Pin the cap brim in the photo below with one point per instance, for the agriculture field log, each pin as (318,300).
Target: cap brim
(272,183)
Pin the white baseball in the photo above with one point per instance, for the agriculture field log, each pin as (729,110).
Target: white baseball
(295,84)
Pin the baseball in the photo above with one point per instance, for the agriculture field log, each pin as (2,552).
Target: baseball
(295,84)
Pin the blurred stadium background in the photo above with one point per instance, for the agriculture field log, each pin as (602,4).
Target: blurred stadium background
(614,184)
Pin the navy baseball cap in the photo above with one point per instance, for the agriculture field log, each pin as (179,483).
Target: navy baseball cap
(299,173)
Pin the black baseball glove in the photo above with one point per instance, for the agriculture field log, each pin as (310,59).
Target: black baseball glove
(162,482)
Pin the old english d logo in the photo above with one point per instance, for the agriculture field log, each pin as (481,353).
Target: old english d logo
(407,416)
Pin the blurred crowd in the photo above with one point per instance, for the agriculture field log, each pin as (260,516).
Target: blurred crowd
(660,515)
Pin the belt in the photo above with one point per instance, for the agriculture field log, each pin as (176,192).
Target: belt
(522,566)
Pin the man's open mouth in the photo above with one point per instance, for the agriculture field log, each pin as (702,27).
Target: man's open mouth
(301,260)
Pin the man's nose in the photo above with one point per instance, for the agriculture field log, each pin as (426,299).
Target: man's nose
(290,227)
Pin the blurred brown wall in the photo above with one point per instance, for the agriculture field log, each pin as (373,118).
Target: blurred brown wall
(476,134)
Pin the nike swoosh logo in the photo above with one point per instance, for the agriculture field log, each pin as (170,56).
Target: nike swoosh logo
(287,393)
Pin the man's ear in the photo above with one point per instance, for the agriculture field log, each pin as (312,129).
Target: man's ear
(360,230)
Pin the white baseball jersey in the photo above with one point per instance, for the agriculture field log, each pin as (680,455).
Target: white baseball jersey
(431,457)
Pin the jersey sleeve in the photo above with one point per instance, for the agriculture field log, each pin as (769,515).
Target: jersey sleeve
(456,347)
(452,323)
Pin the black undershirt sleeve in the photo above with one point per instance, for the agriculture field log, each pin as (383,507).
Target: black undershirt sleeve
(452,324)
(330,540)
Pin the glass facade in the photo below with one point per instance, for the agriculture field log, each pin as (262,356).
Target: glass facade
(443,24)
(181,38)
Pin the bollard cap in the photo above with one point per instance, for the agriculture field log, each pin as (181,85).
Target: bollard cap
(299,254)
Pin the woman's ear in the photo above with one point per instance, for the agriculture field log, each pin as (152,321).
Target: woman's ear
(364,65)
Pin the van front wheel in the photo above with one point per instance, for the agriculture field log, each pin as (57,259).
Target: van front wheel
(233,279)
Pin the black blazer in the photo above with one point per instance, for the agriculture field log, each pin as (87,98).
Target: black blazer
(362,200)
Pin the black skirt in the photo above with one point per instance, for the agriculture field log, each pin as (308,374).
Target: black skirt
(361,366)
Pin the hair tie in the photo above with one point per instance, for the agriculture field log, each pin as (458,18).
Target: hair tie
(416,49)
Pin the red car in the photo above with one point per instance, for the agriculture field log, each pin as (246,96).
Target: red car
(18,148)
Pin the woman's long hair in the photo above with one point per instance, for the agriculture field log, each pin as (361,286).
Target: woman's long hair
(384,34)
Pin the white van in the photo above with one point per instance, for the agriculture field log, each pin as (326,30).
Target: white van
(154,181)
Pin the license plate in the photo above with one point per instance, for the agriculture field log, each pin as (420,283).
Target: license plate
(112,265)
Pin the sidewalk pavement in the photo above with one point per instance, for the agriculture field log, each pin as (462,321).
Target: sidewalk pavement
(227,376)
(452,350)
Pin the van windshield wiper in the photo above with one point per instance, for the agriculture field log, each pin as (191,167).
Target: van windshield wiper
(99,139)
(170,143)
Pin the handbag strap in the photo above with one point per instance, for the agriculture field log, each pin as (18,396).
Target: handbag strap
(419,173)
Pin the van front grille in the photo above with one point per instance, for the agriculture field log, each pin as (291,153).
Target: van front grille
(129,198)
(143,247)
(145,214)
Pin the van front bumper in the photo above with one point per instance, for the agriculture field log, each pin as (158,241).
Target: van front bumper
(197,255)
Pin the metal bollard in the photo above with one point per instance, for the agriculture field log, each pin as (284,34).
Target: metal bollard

★ ★ ★

> _Directions for this task_:
Lines containing "metal" in the records above: how many are there? Give only the number.

> _Expected answer_:
2